## Short task 1
Edit the text on trigrams failing for non-Latin languages, starting with "postgres=# \l" and going on through "collation and ctype.", so that "tomer" becomes "admin".
## Short task 2
According to the text on trigrams failing for non-Latin languages, which PostgreSQL version and which macOS version are in use on the Mac?

Trigrams don't work for non-Latin languages on the Mac.
On the Mac, I'm getting the following behavior:
select show_trgm('peace') -> {" p"," pe",ace,"ce ",eac,pea}
select show_trgm('über') -> {0xb1fa7d,0x0d7f89,0x4f84fe,ber,"er "}
select show_trgm('שלום') -> {}
After trying with the default collations and getting the empty results, I tried changing to a UTF-8 collation, which still doesn't work.
postgres=# \l
List of databases
Name | Owner | Encoding | Collate | Ctype | Access privileges
-----------+-------+----------+-------------+-------------+-------------------
testdb | tomer | UTF8 | en_US.UTF-8 | en_US.UTF-8 |
postgres | tomer | UTF8 | C | C |
template0 | tomer | UTF8 | C | C | =c/tomer +
| | | | | tomer=CTc/tomer
template1 | tomer | UTF8 | C | C | =c/tomer +
| | | | | tomer=CTc/tomer
I'm using postgresql 14 on macOS 13.4.
Running the third query works on a postgres 13 instance in AWS RDS, with the UTF-8 encoding, collation and ctype.
select show_trgm('שלום') -> {0x46e146,0x64182e,0x8c40cc,0x9c1fe2,0xda89ec}
I tried running this statement on both machines:
select * FROM ts_debug('english', 'שלום');
On the Mac, I got
alias │ description │ token │ dictionaries │ dictionary │ lexemes
═══════╪═══════════════╪═══════╪══════════════╪════════════╪═════════
blank │ Space symbols │ שלום │ {} │ NULL │ NULL
On the cloud server, I got
alias │ description │ token │ dictionaries │ dictionary │ lexemes
═══════╪═══════════════════╪═══════╪════════════════╪══════════════╪═════════
word | Word, all letters | שלום | {english_stem} | english_stem | {שלום}
Ideas?

Items from a dataset:
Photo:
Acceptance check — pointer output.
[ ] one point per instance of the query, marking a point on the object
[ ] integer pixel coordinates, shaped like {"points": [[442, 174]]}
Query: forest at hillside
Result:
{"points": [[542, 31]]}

--

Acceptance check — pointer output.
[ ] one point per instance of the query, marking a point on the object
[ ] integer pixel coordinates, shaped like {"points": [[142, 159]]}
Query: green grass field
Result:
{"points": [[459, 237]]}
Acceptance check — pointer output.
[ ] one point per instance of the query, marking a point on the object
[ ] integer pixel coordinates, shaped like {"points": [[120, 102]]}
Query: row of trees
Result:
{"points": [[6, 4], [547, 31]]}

* * *

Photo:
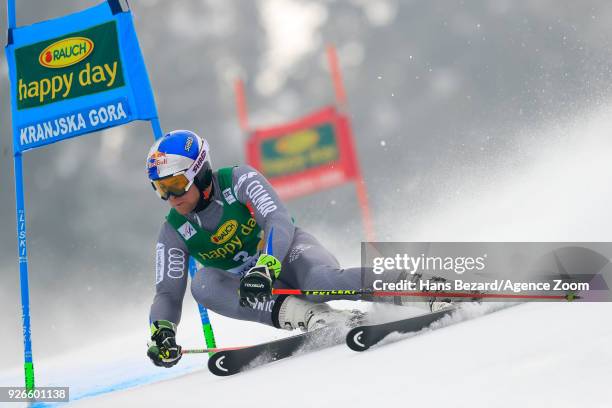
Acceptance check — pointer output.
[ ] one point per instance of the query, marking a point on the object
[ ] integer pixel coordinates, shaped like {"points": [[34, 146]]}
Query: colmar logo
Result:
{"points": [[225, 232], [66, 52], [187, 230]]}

## Correct output 1
postgres=# \l
List of databases
Name | Owner | Encoding | Collate | Ctype | Access privileges
-----------+-------+----------+-------------+-------------+-------------------
testdb | admin | UTF8 | en_US.UTF-8 | en_US.UTF-8 |
postgres | admin | UTF8 | C | C |
template0 | admin | UTF8 | C | C | =c/admin +
| | | | | admin=CTc/admin
template1 | admin | UTF8 | C | C | =c/admin +
| | | | | admin=CTc/admin
I'm using postgresql 14 on macOS 13.4.
Running the third query works on a postgres 13 instance in AWS RDS, with the UTF-8 encoding, collation and ctype.

## Correct output 2
PostgreSQL 14 on macOS 13.4.